▶ **Objective 1**: Turn the lines of the data listing into a numbered list, starting with its first line and ending with the line containing "column 1171, row 608", both included. Leave out any blank lines.

▶ **Quoted passage**:

"""

DIRECTOR. If you think this version is self-indulgent you should have seen the first draft.
WRITER. I’m not sure emotive, personal expression and self-indulgence are necessarily the same thing. I find fifteen pages of finely wrought, cold, rational, academic dialectic self-indulgent. Just because it’s a woman standing on stage saying how she feels /
DIRECTOR. / How she feels, exactly. This entire movement at the moment is so fucking self–
WRITER. As opposed to how he thinks. You don’t think we’re saturated with how ‘he thinks’. I mean the entire structure of the Western world is organised on the principle of how ‘he thinks’.
DIRECTOR. Exactly ‘the world’ – it’s a broader perspective,
it’s accessible to – it’s not just one person’s endless, self-involved perspective on their own anguish.
WRITER. Hamlet.
DIRECTOR. Which uses the personal as a political /
WRITER. / So why can’t the same be true here?
FEMALE ACTOR. It doesn’t feel like a rant – to play it.

Weird – long pause – no one seems to have an answer.

DIRECTOR. Any more questions from the audience?

“The entire structure of the Western world is organised on how ‘he thinks.’”

In other words, this theater, in Chicago, is how ‘he thinks’ as well.


I think it’s very easy to be romantic about theater if you’ve made it before. When we drink the Kool-Aid, we enter a long process of learning: physical embodiment, speaking, vulnerability, collaboration, and spacemaking. All of that, when it’s developed and focused, can transform a mundane experience into something transcendent, spiritual even. It’s why people so desperately claw their way into the industrial cliques and arts institutions that deign resources and power upon individuals—because when theater artists find a project and the chemistry with our collaborators is right and the sun strikes the ground outside of our doors just right, then something impossible happens and the body responds with the physical state of awe and wonder and all things condense into the singular moment of here-and-now.

"""

▶ **Objective 2**: In the theater passage, rewrite the part that opens with the words "DIRECTOR. Which uses" and closes with "to play it.", changing "political" to "public".

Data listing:
"""

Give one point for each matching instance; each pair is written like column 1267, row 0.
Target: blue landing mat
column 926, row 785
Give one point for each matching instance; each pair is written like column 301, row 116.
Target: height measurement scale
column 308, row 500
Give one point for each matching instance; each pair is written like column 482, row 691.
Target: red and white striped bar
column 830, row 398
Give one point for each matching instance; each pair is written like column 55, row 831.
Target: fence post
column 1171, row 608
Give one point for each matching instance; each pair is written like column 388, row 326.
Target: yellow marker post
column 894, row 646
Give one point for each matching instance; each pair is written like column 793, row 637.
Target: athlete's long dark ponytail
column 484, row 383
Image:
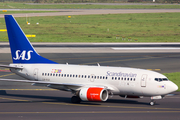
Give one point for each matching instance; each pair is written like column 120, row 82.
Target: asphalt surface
column 92, row 12
column 21, row 101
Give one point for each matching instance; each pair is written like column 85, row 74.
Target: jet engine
column 93, row 94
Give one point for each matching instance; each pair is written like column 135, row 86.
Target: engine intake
column 93, row 94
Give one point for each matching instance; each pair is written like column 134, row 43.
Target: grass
column 145, row 27
column 12, row 12
column 174, row 77
column 12, row 5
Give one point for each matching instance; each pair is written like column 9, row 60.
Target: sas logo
column 56, row 71
column 22, row 55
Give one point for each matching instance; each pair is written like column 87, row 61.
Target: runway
column 23, row 101
column 92, row 12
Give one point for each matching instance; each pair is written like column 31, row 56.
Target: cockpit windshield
column 161, row 79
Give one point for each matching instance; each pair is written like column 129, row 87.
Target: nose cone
column 172, row 87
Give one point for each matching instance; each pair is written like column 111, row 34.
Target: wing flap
column 42, row 82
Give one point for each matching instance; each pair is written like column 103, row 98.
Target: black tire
column 75, row 99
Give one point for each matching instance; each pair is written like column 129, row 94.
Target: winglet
column 21, row 49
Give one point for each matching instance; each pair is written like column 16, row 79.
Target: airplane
column 87, row 83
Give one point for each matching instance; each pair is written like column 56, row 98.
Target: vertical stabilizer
column 21, row 49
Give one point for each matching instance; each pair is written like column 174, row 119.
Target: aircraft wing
column 55, row 85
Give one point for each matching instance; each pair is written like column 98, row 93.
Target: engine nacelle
column 129, row 96
column 93, row 94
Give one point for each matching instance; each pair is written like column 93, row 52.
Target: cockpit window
column 161, row 79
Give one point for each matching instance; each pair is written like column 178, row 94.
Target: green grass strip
column 12, row 5
column 144, row 27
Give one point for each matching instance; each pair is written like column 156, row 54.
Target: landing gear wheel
column 151, row 103
column 75, row 99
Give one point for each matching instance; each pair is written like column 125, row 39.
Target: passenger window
column 165, row 79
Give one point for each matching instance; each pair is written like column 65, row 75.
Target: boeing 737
column 87, row 83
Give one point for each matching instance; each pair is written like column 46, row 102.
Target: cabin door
column 35, row 73
column 143, row 80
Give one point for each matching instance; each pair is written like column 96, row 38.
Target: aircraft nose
column 173, row 87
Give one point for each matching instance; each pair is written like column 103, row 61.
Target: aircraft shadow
column 42, row 98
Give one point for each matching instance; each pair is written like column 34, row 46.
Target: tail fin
column 21, row 49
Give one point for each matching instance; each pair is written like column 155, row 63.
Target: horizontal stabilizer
column 8, row 66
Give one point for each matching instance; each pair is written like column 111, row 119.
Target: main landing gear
column 152, row 102
column 75, row 99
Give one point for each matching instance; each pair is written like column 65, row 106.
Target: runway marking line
column 112, row 106
column 13, row 99
column 90, row 112
column 7, row 75
column 31, row 89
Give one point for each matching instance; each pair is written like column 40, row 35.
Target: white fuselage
column 119, row 80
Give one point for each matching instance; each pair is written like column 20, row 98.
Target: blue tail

"""

▶ **Task solution 1**:
1. Give one point for each matching instance; each pair is written like column 1267, row 0.
2. Target: blue landing mat
3. column 926, row 785
4. Give one point for each matching instance; each pair is written like column 301, row 116.
5. Target: height measurement scale
6. column 308, row 500
7. Give one point for each matching instance; each pair is written like column 482, row 691.
8. Target: red and white striped bar
9. column 830, row 398
10. Give one point for each matching instance; each pair is written like column 55, row 831.
11. Target: fence post
12. column 1171, row 608

▶ **Task solution 2**:
DIRECTOR. Which uses the personal as a public /
WRITER. / So why can’t the same be true here?
FEMALE ACTOR. It doesn’t feel like a rant – to play it.